### Problem
Reproduce word for word everything in the records below, from the line containing "pixel 11 91." down to the line containing "pixel 84 127", including both of those lines.
++++ Material shown ++++
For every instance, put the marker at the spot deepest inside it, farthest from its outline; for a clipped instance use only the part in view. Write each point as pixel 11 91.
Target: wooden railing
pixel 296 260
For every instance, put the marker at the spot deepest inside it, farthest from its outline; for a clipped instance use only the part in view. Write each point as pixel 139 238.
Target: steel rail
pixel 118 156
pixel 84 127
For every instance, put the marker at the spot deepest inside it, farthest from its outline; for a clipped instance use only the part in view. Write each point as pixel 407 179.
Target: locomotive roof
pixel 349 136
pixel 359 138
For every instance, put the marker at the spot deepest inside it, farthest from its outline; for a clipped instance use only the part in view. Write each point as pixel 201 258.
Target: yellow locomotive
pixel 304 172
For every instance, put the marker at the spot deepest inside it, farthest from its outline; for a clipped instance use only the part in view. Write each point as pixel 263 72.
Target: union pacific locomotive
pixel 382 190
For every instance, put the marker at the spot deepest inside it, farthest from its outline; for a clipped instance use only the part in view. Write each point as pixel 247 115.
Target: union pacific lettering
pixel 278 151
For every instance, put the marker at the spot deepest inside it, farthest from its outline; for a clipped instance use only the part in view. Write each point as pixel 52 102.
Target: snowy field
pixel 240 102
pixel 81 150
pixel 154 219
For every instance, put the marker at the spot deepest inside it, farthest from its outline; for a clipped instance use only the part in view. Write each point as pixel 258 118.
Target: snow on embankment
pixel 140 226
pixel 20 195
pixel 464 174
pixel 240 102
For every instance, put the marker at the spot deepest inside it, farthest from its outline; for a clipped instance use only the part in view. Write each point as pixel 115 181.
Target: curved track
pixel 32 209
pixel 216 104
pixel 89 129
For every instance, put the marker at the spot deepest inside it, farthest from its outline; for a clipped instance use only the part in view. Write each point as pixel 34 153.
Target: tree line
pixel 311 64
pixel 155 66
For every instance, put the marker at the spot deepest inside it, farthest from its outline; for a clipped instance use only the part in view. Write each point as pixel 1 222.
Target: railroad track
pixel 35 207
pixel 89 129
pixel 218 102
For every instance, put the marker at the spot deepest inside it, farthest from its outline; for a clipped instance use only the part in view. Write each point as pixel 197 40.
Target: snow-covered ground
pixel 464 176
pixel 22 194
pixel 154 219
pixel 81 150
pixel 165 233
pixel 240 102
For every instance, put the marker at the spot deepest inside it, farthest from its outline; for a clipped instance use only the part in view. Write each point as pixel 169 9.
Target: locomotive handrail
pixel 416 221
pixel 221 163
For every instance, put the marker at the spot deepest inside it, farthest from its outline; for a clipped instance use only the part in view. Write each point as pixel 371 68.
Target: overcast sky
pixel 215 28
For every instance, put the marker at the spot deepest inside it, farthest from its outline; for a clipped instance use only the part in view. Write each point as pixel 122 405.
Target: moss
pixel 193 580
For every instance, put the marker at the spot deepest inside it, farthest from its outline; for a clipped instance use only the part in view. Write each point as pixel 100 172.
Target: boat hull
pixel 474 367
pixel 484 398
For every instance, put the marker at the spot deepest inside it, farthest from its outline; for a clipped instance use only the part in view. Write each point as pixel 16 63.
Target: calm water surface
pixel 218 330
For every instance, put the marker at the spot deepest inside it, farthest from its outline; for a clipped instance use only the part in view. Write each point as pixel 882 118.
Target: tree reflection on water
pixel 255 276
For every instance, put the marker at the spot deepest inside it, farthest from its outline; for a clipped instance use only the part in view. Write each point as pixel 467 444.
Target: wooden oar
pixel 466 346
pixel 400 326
++++
++++ Material shown ++++
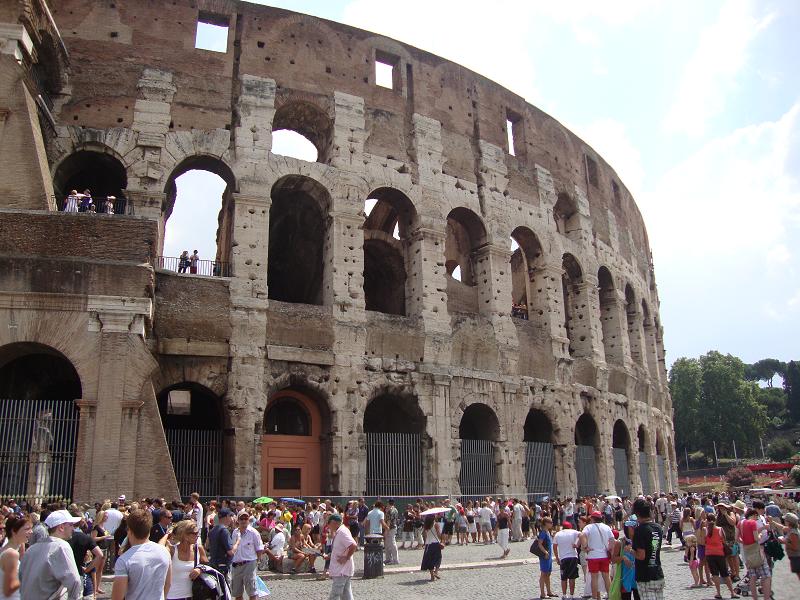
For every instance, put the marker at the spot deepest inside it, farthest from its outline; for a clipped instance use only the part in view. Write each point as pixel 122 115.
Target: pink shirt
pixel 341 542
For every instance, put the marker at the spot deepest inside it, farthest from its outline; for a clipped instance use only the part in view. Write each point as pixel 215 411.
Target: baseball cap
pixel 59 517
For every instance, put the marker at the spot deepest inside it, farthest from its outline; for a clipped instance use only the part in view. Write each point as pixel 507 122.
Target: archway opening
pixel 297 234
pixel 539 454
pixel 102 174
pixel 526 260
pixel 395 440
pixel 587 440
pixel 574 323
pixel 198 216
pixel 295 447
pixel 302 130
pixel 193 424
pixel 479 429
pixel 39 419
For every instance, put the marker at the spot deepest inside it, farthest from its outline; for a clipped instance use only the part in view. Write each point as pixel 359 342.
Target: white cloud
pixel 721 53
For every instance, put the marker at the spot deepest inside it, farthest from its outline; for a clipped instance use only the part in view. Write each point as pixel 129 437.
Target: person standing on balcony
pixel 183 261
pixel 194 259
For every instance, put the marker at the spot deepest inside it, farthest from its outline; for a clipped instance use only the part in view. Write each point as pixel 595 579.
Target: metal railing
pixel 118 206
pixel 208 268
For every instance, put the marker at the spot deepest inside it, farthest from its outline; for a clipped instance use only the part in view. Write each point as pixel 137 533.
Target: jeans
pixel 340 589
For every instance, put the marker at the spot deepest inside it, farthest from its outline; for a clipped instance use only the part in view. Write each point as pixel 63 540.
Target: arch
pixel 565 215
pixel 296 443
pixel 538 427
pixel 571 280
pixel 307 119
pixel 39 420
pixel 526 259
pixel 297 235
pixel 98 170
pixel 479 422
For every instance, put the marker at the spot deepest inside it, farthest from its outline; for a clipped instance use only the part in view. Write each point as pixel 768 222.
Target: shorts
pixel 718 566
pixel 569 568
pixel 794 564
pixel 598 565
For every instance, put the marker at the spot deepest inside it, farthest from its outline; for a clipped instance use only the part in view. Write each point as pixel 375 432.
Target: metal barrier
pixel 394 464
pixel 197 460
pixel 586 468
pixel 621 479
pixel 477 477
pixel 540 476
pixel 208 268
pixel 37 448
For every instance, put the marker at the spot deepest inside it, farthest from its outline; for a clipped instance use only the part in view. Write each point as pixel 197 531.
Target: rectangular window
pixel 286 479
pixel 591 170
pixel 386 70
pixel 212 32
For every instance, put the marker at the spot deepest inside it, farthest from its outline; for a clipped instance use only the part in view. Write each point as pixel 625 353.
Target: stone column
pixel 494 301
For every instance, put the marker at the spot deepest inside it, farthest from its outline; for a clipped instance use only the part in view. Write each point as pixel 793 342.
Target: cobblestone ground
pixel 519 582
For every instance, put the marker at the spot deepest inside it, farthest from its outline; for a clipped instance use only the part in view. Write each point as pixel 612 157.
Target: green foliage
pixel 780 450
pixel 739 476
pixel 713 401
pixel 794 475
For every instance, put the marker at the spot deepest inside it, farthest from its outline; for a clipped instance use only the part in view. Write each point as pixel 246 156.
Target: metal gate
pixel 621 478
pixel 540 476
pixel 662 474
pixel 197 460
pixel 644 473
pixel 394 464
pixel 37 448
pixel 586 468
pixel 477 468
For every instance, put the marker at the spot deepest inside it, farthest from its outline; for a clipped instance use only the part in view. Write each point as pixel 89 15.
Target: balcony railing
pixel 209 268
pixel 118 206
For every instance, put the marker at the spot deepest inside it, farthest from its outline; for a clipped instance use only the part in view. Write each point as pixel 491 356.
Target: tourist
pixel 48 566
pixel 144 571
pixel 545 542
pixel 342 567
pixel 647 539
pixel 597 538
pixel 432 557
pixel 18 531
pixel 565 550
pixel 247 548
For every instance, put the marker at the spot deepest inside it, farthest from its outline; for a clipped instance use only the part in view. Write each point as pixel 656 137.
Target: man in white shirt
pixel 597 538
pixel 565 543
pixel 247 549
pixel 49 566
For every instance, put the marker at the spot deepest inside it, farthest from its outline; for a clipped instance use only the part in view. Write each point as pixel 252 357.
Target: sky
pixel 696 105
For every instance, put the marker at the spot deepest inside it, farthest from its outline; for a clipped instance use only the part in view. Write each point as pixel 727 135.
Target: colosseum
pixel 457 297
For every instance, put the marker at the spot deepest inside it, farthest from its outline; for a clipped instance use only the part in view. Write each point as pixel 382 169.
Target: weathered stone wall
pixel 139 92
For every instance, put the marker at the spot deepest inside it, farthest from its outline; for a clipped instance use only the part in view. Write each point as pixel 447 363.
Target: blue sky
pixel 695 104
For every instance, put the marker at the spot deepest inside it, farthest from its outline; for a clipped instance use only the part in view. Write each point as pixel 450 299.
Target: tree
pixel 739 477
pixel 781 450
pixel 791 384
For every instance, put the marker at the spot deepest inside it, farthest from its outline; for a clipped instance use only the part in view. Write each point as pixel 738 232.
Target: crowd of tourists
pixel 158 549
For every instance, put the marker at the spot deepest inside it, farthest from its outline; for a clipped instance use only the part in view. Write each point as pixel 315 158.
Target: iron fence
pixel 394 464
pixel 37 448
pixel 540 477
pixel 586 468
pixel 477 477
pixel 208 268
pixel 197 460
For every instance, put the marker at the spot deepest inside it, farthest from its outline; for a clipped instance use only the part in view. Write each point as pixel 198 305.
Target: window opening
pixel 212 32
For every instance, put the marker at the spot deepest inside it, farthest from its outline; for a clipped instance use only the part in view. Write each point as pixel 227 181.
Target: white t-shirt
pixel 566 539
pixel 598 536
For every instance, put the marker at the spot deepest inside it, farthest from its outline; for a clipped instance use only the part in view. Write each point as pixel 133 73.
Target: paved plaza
++++
### Solved exercise
For every instance, put the marker at the spot deepest inside it, farthest from its outline; for a clipped instance use only the part in view. Write each point as pixel 11 91.
Target: wooden railing
pixel 296 260
For every instance, put the marker at the spot deepest inside it, farthest from its outline; for a clipped instance use only the part in view. Write each point as pixel 139 238.
Target: steel rail
pixel 118 156
pixel 84 127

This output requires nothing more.